::: Texto base :::

Con Rigoberta Menchú y la gente en el Zócalo

Cuando viajé en metro hasta el Zócalo de la Ciudad de México aquel sábado por la mañana, me alegró el contacto cercano con la multitud de personas que iban al centro a hacer compras o pasear. En los andenes de las estaciones y los vagones del tren convergían familias, grupos de amigos, hombres solos, parejas adolescentes, mujeres con sus hijas.

Al salir de la estación, me impactó la amplitud pétrea del Zócalo y la majestuosidad de los edificios coloniales circundantes. Me uní al flujo de gente que hormigueaba alrededor de la plaza. Bajo el pórtico del Palacio del Ayuntamiento, voluntarios en un centro de acopio recogían donaciones para las víctimas de la erupción del Volcán de Fuego en Guatemala. Agradecí su acción solidaria para con su prójimo centroamericano. Continué por las galerías hasta la Catedral Metropolitana, gigantesca pero lúgubre. Entré por una de sus enormes puertas al interior oscuro. Di gracias a la Vida pero no andaba con ánimos para escuchar rituales sombríos ni música litúrgica de órgano. Salí aventado a la calle.

Preferí visitar el sitio arqueológico del Templo Mayor de la antigua Tenochtitlan de los mexicas. Intenté imaginar cómo era la estructura del templo antes de la Conquista, a partir de los vestigios de la construcción que han sido excavados y expuestos. Cada tlatoani o Señor mexica hizo construir una pirámide mayor encima de la anterior. Así, en siete etapas, se construyeron siete templos mayores, cada vez más grandiosos. Quizá debí admirarme. Pero eso me pareció “vanidad de vanidades”: cosa de megalómanos. 

Además el templo era consagrado a dos deidades. Una era Tláloc, dios de la lluvia, importante para la agricultura. Pero el otro, de cuyo nombre no quiero acordarme, era el dios de la guerra. Los mexicas eran militaristas. No me interesaba su gloria imperial, ni la mitificación de militares como los guerreros águila que contaban con un recinto para ceremonias en el templo. Quizá andaba demasiado quisquilloso pero estuve a punto de irme.

:::

Consigna 1: Pasa al inglés esta oración del relato sobre el Zócalo: "Al salir de la estación, me impactó la amplitud pétrea del Zócalo y la majestuosidad de los edificios coloniales circundantes."
Consigna 2: Sigue escribiendo el relato de la visita al Zócalo y al Templo Mayor a partir de su última oración.
Los datos no tienen nada que ver con esto.

::: Datos del conjunto :::

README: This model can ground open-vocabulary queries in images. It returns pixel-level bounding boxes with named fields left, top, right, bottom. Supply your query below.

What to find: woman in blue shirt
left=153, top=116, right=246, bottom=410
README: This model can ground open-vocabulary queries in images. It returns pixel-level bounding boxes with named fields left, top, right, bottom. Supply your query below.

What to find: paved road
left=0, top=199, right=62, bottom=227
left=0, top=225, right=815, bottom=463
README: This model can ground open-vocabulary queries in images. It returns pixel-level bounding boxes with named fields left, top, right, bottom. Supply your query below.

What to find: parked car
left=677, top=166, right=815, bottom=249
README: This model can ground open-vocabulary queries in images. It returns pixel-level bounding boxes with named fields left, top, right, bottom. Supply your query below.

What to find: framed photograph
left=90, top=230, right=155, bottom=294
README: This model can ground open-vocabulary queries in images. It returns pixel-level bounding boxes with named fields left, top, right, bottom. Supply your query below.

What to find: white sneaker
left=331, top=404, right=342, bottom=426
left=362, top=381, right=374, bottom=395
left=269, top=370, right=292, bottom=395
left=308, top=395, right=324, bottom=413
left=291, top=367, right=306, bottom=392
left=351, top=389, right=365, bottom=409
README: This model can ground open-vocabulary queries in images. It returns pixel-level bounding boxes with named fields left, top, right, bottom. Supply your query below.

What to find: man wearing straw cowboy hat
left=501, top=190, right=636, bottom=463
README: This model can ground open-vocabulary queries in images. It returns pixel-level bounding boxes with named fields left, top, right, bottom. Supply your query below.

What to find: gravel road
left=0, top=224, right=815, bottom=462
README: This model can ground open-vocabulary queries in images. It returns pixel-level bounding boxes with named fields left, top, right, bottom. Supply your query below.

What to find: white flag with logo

:::

Resultado 1: On leaving the station, I was struck by the stony vastness of the Zócalo and the majesty of the surrounding colonial buildings.

Resultado 2:
Por dicha en el Museo del Templo Mayor me encontré la presea y el pergamino del Premio Nobel de la Paz que recibió la mujer maya guatemalteca Rigoberta Menchú Tum en 1992. Rigoberta decidió depositarlos en el museo como “una muestra de gratitud hacia México, nación que le brindó asilo durante varios años”. Ambos objetos, junto con una fotografía de Rigoberta al recibir el premio, permanecen allí “en una vigilia permanente por la Paz”.

Mientras observaba su rostro sonriente en la foto, recordé su humildad la vez que aceptó la invitación de nuestra asociación de estudiantes latinoamericanos en la Universidad Estatal de Pensilvania para visitarnos. Casi no teníamos presupuesto pero ella nos visitó de todos modos, a cambio de una módica donación para su Fundación, pues se comprometía de verdad con la educación y la acción para la paz, no con los discursos vacíos, carentes de acción consecuente pero bien remunerados.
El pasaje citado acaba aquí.